#### Work required
Scan the entries for lines with "facade" and say how many there are, with nothing more.

#### Supplied records
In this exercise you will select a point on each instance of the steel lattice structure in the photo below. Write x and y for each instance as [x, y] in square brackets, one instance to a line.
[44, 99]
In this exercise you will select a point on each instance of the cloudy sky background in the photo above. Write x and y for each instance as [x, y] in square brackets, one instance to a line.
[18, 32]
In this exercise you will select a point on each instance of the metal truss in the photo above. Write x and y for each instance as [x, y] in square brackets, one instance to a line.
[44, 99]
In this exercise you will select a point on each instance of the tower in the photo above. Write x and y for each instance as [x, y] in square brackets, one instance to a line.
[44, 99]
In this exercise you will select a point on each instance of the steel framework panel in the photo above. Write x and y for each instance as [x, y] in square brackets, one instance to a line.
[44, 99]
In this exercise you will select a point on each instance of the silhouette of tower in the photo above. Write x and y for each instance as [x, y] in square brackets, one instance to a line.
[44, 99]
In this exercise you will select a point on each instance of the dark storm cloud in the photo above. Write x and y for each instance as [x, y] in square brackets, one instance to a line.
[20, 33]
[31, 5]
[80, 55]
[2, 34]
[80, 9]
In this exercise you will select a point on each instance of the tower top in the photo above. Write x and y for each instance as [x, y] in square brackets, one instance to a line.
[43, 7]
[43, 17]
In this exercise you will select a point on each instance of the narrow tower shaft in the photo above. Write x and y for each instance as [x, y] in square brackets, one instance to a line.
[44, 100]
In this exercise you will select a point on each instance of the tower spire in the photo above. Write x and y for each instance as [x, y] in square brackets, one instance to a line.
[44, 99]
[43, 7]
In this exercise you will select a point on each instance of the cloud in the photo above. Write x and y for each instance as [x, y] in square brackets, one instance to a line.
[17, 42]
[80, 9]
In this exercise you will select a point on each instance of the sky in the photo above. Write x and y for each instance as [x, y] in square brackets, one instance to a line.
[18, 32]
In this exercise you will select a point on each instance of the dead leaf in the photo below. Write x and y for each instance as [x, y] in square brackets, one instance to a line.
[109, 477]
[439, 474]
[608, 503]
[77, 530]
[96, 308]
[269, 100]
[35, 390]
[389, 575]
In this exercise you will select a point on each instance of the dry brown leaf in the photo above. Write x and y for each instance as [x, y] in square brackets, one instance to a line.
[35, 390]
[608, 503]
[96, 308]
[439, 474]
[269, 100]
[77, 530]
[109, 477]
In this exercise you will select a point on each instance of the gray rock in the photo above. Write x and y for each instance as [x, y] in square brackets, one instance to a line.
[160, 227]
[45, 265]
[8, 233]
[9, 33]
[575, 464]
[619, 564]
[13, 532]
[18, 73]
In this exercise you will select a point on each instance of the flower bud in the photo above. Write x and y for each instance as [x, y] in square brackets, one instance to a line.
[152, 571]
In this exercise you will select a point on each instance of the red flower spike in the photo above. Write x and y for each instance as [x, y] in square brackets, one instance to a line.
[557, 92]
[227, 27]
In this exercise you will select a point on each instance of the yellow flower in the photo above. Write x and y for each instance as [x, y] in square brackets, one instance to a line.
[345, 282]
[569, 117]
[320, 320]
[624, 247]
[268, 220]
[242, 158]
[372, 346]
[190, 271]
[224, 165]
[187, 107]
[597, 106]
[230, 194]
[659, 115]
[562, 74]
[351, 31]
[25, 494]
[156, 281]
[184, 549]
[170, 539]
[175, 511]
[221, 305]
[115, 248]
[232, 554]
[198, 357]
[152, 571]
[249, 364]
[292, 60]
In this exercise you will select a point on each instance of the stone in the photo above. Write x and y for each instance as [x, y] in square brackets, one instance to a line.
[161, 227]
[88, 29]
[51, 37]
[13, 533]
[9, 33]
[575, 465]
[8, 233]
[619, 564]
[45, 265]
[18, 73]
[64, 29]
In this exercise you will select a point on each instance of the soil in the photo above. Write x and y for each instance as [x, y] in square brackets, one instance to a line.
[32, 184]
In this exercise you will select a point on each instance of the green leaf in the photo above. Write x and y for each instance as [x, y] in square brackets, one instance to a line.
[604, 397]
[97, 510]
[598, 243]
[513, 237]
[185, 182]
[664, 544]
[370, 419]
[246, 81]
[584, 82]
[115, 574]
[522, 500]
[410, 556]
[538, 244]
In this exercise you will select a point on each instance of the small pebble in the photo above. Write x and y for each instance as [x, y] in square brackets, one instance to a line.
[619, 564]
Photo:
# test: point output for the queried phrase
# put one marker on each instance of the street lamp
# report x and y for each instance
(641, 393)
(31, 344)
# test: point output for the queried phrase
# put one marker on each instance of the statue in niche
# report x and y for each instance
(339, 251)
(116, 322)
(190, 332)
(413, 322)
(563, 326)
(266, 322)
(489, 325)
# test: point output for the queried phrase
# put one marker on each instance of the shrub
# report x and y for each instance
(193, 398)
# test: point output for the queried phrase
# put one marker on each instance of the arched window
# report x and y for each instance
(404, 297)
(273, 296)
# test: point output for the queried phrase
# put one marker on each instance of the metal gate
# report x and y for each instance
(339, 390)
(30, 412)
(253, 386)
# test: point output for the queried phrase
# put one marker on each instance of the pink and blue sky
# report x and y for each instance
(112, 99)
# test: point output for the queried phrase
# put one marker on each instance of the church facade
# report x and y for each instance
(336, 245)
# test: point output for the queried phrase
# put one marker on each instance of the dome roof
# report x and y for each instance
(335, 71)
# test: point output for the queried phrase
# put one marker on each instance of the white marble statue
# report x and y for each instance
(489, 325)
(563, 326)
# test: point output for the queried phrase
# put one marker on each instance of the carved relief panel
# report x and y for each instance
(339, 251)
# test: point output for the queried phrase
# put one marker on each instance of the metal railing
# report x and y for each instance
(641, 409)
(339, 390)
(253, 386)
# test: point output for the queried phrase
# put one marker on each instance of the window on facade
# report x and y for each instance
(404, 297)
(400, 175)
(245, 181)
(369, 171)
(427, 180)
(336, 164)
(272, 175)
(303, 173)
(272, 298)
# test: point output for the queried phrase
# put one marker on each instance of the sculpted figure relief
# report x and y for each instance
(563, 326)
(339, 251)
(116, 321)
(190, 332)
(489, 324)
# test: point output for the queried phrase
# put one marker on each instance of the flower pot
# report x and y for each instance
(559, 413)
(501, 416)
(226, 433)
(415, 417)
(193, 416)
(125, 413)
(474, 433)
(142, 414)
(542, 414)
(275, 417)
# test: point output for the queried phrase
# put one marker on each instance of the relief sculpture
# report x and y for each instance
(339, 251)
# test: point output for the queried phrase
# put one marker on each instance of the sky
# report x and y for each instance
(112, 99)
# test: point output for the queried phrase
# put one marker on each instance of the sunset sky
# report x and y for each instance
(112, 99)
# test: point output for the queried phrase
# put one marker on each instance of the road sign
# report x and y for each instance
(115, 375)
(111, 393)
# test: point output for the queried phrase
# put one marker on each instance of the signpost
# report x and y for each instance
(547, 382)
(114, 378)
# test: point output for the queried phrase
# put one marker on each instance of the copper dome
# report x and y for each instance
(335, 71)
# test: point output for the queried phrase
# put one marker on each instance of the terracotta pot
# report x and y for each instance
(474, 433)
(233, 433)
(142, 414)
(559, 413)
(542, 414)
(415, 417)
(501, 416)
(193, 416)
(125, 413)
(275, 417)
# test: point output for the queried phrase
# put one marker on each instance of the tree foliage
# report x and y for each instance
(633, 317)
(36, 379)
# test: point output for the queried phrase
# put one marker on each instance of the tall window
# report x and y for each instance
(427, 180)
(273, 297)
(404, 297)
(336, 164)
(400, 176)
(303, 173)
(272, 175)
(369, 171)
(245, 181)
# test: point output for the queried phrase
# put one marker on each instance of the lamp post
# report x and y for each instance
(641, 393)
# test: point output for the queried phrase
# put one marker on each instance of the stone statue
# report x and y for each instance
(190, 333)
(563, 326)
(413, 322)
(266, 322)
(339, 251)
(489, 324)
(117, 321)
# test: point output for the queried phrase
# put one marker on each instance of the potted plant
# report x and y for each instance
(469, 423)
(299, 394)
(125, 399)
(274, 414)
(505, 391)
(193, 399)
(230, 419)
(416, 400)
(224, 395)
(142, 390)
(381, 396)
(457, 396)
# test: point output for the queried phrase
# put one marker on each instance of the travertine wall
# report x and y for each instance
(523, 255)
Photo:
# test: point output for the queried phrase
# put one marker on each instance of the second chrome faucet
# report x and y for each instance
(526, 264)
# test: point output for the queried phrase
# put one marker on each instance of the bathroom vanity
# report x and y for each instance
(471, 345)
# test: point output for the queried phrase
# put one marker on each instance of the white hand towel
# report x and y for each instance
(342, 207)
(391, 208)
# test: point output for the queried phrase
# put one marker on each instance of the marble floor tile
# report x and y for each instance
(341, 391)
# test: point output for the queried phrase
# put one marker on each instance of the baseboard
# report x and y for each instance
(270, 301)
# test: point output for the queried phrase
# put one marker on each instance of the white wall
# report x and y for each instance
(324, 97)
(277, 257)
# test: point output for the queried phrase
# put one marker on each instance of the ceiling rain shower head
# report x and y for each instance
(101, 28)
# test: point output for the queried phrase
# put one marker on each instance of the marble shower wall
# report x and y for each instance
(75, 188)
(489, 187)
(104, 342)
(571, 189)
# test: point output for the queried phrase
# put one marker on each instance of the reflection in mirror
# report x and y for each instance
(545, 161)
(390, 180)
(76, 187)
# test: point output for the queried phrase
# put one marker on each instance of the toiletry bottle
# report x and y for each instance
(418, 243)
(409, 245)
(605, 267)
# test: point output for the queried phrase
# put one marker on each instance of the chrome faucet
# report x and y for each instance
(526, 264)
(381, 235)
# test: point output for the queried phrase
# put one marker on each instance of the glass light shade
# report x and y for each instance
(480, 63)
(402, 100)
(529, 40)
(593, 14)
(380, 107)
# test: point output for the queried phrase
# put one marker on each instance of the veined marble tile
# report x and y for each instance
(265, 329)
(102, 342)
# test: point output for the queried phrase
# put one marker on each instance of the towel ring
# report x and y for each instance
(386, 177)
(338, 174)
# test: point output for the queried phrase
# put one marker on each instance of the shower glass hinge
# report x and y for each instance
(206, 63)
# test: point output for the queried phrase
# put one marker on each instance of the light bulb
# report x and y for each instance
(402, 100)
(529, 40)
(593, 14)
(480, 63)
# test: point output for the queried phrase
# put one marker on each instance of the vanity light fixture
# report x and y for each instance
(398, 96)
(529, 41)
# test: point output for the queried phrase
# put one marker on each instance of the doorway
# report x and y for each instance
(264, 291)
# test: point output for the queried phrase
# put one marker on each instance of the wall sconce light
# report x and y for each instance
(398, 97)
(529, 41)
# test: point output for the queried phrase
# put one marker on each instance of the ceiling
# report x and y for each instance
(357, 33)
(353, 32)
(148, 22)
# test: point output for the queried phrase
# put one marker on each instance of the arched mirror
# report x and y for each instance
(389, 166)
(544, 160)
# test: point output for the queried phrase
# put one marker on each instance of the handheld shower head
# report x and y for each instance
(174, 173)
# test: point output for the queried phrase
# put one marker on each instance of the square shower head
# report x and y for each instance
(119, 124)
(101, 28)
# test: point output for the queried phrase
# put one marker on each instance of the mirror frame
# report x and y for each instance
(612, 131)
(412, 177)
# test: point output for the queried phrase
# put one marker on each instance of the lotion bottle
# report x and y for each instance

#### Written response
2